== WHAT YOU SHOULD DO ==
In the records below, locate the line containing "on the dark", then output that line and all later lines exactly, through the last one.

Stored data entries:
┌────────
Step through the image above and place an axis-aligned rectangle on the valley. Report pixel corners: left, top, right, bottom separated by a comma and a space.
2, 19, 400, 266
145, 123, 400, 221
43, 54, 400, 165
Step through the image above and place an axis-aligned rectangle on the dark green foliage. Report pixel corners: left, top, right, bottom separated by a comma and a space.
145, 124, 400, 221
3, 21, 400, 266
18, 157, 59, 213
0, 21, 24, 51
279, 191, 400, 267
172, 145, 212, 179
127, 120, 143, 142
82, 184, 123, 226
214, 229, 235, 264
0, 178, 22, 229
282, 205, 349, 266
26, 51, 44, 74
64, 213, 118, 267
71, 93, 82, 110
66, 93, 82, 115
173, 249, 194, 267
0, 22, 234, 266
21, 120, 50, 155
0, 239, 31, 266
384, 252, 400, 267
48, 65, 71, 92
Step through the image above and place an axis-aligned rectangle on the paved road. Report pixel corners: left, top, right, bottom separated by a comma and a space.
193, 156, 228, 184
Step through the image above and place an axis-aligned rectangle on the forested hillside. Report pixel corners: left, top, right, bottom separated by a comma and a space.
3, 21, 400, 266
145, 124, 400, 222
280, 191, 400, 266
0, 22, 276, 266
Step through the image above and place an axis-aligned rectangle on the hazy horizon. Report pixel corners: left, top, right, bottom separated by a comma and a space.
└────────
== RESPONSE AREA ==
Step through the image above and place an axis-aligned rectangle on the dark green foliage. Report pixel corners: left, top, right, bottom separated by a comma and a space.
145, 124, 400, 221
3, 21, 400, 266
18, 157, 59, 213
0, 21, 24, 51
279, 191, 400, 267
172, 145, 212, 179
127, 120, 143, 142
82, 184, 123, 226
214, 229, 235, 264
0, 178, 22, 229
282, 205, 349, 266
26, 51, 44, 74
64, 213, 118, 267
71, 93, 82, 110
66, 93, 82, 115
173, 249, 194, 267
0, 22, 234, 266
21, 120, 50, 155
0, 239, 31, 266
384, 252, 400, 267
48, 65, 71, 92
Step through the image above and place an axis-aligned rectangle on the paved road. Report pixel corners: left, top, right, bottom separated by a comma and a space.
193, 156, 228, 184
Step through the image above and place an axis-aligned rectangle on the forested hillside. Report pixel corners: left, top, right, bottom separated by a comma and a space.
3, 21, 400, 266
145, 124, 400, 222
280, 191, 400, 266
0, 22, 276, 266
Step through the image above and place an axis-aligned rectangle on the hazy horizon. Report pixel corners: left, top, right, bottom separated by a comma and a space.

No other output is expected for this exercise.